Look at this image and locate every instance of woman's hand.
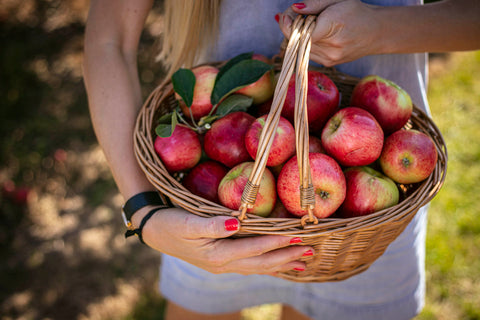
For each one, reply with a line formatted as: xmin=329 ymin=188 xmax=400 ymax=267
xmin=277 ymin=0 xmax=383 ymax=67
xmin=277 ymin=0 xmax=480 ymax=66
xmin=138 ymin=207 xmax=314 ymax=275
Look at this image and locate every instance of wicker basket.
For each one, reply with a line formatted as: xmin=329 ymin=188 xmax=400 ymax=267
xmin=134 ymin=16 xmax=447 ymax=282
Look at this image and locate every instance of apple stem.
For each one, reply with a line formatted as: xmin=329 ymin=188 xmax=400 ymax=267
xmin=175 ymin=110 xmax=200 ymax=132
xmin=319 ymin=190 xmax=329 ymax=199
xmin=402 ymin=157 xmax=411 ymax=168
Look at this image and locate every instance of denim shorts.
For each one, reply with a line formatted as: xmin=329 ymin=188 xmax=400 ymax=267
xmin=159 ymin=206 xmax=427 ymax=320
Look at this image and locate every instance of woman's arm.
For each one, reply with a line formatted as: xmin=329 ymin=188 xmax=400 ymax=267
xmin=278 ymin=0 xmax=480 ymax=66
xmin=83 ymin=0 xmax=154 ymax=199
xmin=83 ymin=0 xmax=314 ymax=275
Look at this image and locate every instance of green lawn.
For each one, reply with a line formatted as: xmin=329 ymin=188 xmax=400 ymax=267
xmin=416 ymin=51 xmax=480 ymax=320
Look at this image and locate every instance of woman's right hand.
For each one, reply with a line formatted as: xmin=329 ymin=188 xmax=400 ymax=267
xmin=139 ymin=207 xmax=314 ymax=275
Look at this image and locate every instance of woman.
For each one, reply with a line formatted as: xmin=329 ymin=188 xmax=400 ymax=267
xmin=83 ymin=1 xmax=479 ymax=319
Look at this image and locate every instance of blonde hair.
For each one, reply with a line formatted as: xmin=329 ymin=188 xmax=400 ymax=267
xmin=157 ymin=0 xmax=222 ymax=79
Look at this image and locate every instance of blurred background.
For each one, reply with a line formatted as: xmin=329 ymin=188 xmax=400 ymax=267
xmin=1 ymin=1 xmax=479 ymax=319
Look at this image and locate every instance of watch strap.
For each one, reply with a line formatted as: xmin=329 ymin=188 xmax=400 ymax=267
xmin=122 ymin=191 xmax=166 ymax=223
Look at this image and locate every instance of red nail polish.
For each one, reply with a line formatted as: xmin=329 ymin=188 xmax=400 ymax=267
xmin=224 ymin=218 xmax=239 ymax=231
xmin=275 ymin=14 xmax=280 ymax=23
xmin=289 ymin=237 xmax=302 ymax=244
xmin=292 ymin=3 xmax=306 ymax=9
xmin=302 ymin=249 xmax=314 ymax=257
xmin=294 ymin=267 xmax=305 ymax=271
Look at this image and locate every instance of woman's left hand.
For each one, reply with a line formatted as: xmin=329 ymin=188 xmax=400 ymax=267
xmin=277 ymin=0 xmax=384 ymax=66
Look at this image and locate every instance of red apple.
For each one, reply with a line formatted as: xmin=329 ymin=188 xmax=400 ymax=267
xmin=379 ymin=129 xmax=438 ymax=184
xmin=339 ymin=166 xmax=399 ymax=218
xmin=176 ymin=65 xmax=219 ymax=121
xmin=277 ymin=153 xmax=346 ymax=218
xmin=154 ymin=124 xmax=202 ymax=172
xmin=236 ymin=54 xmax=275 ymax=105
xmin=218 ymin=162 xmax=276 ymax=217
xmin=245 ymin=114 xmax=296 ymax=167
xmin=282 ymin=70 xmax=340 ymax=133
xmin=204 ymin=111 xmax=255 ymax=168
xmin=182 ymin=160 xmax=229 ymax=203
xmin=351 ymin=75 xmax=413 ymax=134
xmin=321 ymin=107 xmax=384 ymax=167
xmin=255 ymin=98 xmax=273 ymax=117
xmin=309 ymin=135 xmax=325 ymax=153
xmin=1 ymin=181 xmax=31 ymax=205
xmin=269 ymin=199 xmax=297 ymax=219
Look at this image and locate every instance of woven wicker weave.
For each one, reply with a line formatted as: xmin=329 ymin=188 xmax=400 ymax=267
xmin=134 ymin=16 xmax=447 ymax=282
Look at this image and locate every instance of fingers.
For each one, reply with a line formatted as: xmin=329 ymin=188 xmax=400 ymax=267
xmin=277 ymin=6 xmax=295 ymax=39
xmin=182 ymin=214 xmax=241 ymax=239
xmin=207 ymin=237 xmax=315 ymax=274
xmin=214 ymin=235 xmax=303 ymax=261
xmin=276 ymin=0 xmax=342 ymax=40
xmin=290 ymin=0 xmax=344 ymax=15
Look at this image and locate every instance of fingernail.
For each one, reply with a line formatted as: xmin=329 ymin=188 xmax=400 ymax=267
xmin=275 ymin=13 xmax=280 ymax=23
xmin=292 ymin=3 xmax=306 ymax=9
xmin=289 ymin=237 xmax=302 ymax=244
xmin=302 ymin=249 xmax=314 ymax=257
xmin=294 ymin=267 xmax=305 ymax=271
xmin=224 ymin=218 xmax=239 ymax=231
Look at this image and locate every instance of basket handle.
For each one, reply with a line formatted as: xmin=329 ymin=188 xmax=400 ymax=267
xmin=237 ymin=15 xmax=319 ymax=226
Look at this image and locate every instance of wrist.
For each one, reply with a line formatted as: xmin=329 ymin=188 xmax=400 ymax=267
xmin=131 ymin=205 xmax=163 ymax=228
xmin=122 ymin=190 xmax=172 ymax=229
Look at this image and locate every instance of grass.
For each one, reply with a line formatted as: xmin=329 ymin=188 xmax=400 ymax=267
xmin=416 ymin=51 xmax=480 ymax=320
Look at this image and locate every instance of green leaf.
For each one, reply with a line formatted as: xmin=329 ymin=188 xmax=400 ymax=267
xmin=155 ymin=111 xmax=178 ymax=137
xmin=211 ymin=59 xmax=273 ymax=105
xmin=216 ymin=52 xmax=253 ymax=83
xmin=171 ymin=68 xmax=195 ymax=107
xmin=155 ymin=124 xmax=173 ymax=138
xmin=157 ymin=112 xmax=173 ymax=124
xmin=215 ymin=94 xmax=253 ymax=117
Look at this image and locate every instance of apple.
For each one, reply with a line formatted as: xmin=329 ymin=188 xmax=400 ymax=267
xmin=339 ymin=166 xmax=399 ymax=218
xmin=203 ymin=111 xmax=255 ymax=168
xmin=254 ymin=98 xmax=273 ymax=117
xmin=245 ymin=114 xmax=296 ymax=167
xmin=281 ymin=70 xmax=340 ymax=133
xmin=154 ymin=124 xmax=202 ymax=172
xmin=321 ymin=107 xmax=384 ymax=167
xmin=218 ymin=162 xmax=276 ymax=217
xmin=236 ymin=54 xmax=275 ymax=105
xmin=309 ymin=135 xmax=325 ymax=153
xmin=379 ymin=129 xmax=438 ymax=184
xmin=182 ymin=160 xmax=229 ymax=203
xmin=277 ymin=153 xmax=346 ymax=218
xmin=2 ymin=181 xmax=31 ymax=205
xmin=176 ymin=65 xmax=219 ymax=121
xmin=351 ymin=75 xmax=413 ymax=134
xmin=269 ymin=199 xmax=297 ymax=219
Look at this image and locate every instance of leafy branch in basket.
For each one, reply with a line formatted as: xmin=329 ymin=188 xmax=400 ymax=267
xmin=155 ymin=52 xmax=274 ymax=137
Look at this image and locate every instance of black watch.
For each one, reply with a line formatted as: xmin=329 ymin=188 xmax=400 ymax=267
xmin=122 ymin=191 xmax=169 ymax=229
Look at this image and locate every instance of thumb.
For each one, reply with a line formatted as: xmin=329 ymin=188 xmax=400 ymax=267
xmin=183 ymin=214 xmax=240 ymax=239
xmin=291 ymin=0 xmax=343 ymax=14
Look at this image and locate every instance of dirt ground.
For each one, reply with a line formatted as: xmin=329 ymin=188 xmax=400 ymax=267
xmin=1 ymin=1 xmax=168 ymax=319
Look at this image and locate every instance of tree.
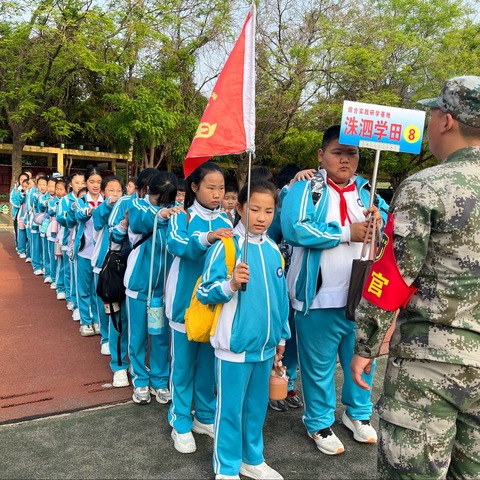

* **WHAT TO DO**
In the listing above, find the line with "Look at this image and locate every instance of fingers." and the line with "Look at this image and locate every instance of apple."; output exactly those lines and all lines between them.

* **RESPONSE AREA**
Look at this image and locate every instance of fingers.
For each one, reply with a line formatted as: xmin=329 ymin=188 xmax=400 ymax=267
xmin=277 ymin=6 xmax=295 ymax=39
xmin=182 ymin=214 xmax=241 ymax=239
xmin=207 ymin=237 xmax=315 ymax=274
xmin=214 ymin=235 xmax=303 ymax=261
xmin=276 ymin=0 xmax=342 ymax=40
xmin=290 ymin=0 xmax=344 ymax=15
Look at this image and locate every instance of fingernail.
For each one, reply with a line formatted as: xmin=329 ymin=188 xmax=400 ymax=267
xmin=275 ymin=13 xmax=280 ymax=23
xmin=292 ymin=3 xmax=306 ymax=9
xmin=289 ymin=237 xmax=302 ymax=244
xmin=302 ymin=249 xmax=314 ymax=257
xmin=294 ymin=267 xmax=305 ymax=271
xmin=224 ymin=218 xmax=239 ymax=231
Look at this image and locate every instance of basket handle.
For each one, reply with a line formatted as: xmin=329 ymin=188 xmax=400 ymax=267
xmin=237 ymin=15 xmax=319 ymax=226
Look at this image and locate every instance of wrist.
For each one, reply with a line formatted as: xmin=329 ymin=188 xmax=400 ymax=267
xmin=131 ymin=205 xmax=163 ymax=228
xmin=122 ymin=190 xmax=172 ymax=229
Look at this image and locate every instance of grass.
For each one, reply with a line formatted as: xmin=329 ymin=188 xmax=400 ymax=267
xmin=416 ymin=51 xmax=480 ymax=320
Look at this image and locate every instance of green leaf.
For each one, reply with a line formatted as: xmin=329 ymin=188 xmax=400 ymax=267
xmin=155 ymin=111 xmax=178 ymax=137
xmin=211 ymin=59 xmax=273 ymax=105
xmin=216 ymin=52 xmax=253 ymax=83
xmin=171 ymin=68 xmax=195 ymax=107
xmin=155 ymin=124 xmax=173 ymax=138
xmin=157 ymin=112 xmax=173 ymax=124
xmin=215 ymin=94 xmax=253 ymax=117
Look at this image and locate every instance of apple.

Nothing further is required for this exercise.